## Begin Data supplied

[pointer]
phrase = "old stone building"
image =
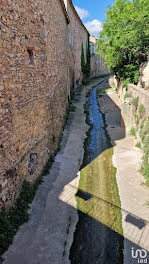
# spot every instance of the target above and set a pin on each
(97, 62)
(40, 47)
(78, 34)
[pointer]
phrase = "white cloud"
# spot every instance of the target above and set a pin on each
(82, 12)
(94, 26)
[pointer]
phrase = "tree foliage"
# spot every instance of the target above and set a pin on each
(124, 40)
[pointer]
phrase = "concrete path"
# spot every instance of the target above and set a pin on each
(48, 235)
(134, 195)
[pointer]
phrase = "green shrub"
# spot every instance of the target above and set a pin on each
(145, 168)
(124, 38)
(141, 109)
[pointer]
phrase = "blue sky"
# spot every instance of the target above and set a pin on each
(92, 13)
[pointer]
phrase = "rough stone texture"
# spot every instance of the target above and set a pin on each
(77, 34)
(132, 190)
(35, 56)
(97, 62)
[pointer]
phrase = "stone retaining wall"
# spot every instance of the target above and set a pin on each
(35, 59)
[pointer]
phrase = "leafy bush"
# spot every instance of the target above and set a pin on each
(141, 110)
(124, 39)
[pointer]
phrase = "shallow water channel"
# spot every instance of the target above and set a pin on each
(98, 238)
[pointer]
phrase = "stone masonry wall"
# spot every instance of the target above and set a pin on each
(34, 61)
(79, 34)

## End Data supplied

# Short problem
Without the pictures, repeat all the records word for word.

# Task result
[pointer]
phrase = "old stone building"
image =
# spot every instance of the target above and set a pin on each
(97, 62)
(40, 47)
(78, 34)
[pointer]
phrase = "white cloud"
# spot every instance of the target above and set a pin on each
(82, 12)
(94, 26)
[pointer]
phrase = "tree foliage"
# spot every instance of the target above and set a pin on each
(124, 40)
[pointer]
phrase = "concrete path"
# spot every instance of the target above and set a pin on each
(48, 235)
(134, 195)
[pointer]
phrase = "green shrub"
# spot every instance of the target above and set a pin on each
(145, 168)
(124, 38)
(141, 109)
[pointer]
phrase = "blue sky"
# spot every instance of the target above and set a pin on each
(92, 13)
[pointer]
phrase = "rough stone texture"
# spot every instance of the target above and set a pin on each
(77, 34)
(132, 190)
(35, 56)
(97, 62)
[pointer]
phrase = "stone retaining wall"
# spot every instance of the target above and set a pin on each
(35, 59)
[pointer]
phrase = "leafy bush"
# spot every instance of the target above and set a pin on each
(141, 110)
(124, 39)
[pointer]
phrase = "shallow water channel"
# spot every instance of the target above and set a pin on each
(98, 238)
[pointer]
phrase = "stone masonry wall"
# spot every instance of the target above and set a pin on each
(34, 61)
(79, 34)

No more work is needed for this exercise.